Payments from corporations to sponsor your conferences, events, or programs can be a win-win for both the corporation and your nonprofit. The corporation gets public recognition and a "halo" from its association with the nonprofit. And the nonprofit receives tax-exempt, unrestricted revenue. What's not to like?
However, if a corporate sponsorship is not structured properly, it can result in taxable income to the nonprofit. A nonprofit may decide to pay tax in order to receive more income, but some nonprofits find themselves paying tax inadvertently. Here's what to watch for.
Tax-Exempt Organizations Sometimes Pay Tax
Contrary to what the term suggests, a tax-exempt nonprofit is not immune from all federal income tax. A nonprofit may be subject to federal corporate income tax—called the unrelated business income tax (UBIT)—on income from activities that are not substantially related to its exempt purposes. The tax is imposed at the regular corporate rate of 21%, and state income taxes may also apply, depending on the state. This tax takes a significant bite out of a nonprofit's revenue from a taxable activity.

┄┄┄┄┄┄┄┄┄┄┄┄┄┄┄┄┄┄┄┄

Written problem
Please carry the passage on corporate sponsorship and nonprofit taxes forward from its last sentence, in the same style.

Data segment
┄┄┄┄┄┄┄┄┄┄┄┄┄┄┄┄┄┄┄┄

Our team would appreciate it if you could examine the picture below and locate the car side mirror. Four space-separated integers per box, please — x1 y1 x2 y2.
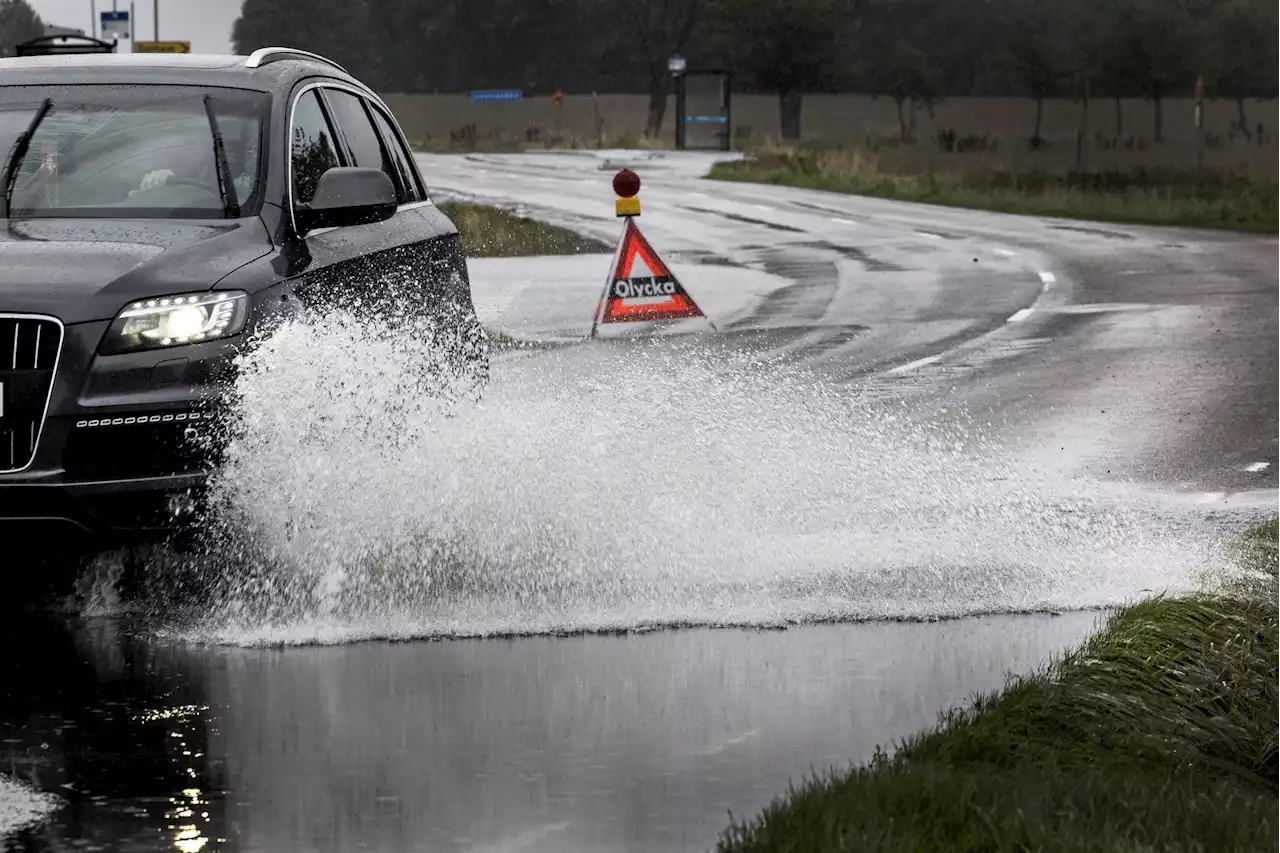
294 167 398 237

┄┄┄┄┄┄┄┄┄┄┄┄┄┄┄┄┄┄┄┄

Exercise response
Corporate donations, like individual donations, are generally not taxable to the nonprofit. But if the corporation receives certain benefits back from the nonprofit—such as the wrong kind of recognition—the entire donation can become taxable. Fortunately, the Internal Revenue Code offers a safe harbor, the "qualified sponsorship payment" exemption, for the types of recognition and other benefits that can be given to corporate sponsors without making the sponsorship payments taxable, even if the sponsored activity is unrelated to the nonprofit's exempt purposes.
A Qualified Sponsorship Payment Is Not Taxable
A "qualified sponsorship payment" is a payment made without an expectation that the sponsor will receive a "substantial return benefit" in exchange, and such payments are not taxable for the nonprofit.1 A "substantial return benefit" is any benefit or package of benefits to the sponsor valued at more than 2% of the sponsorship payment. Importantly, in calculating the 2% value, the mere "use or acknowledgment" of the sponsor's name, logo, or products is not included. This is critical because, of course, sponsors expect to see their name in lights on conference signage, tote bags, and so on. But how that name appears can be a trap for the unwary, as discussed below.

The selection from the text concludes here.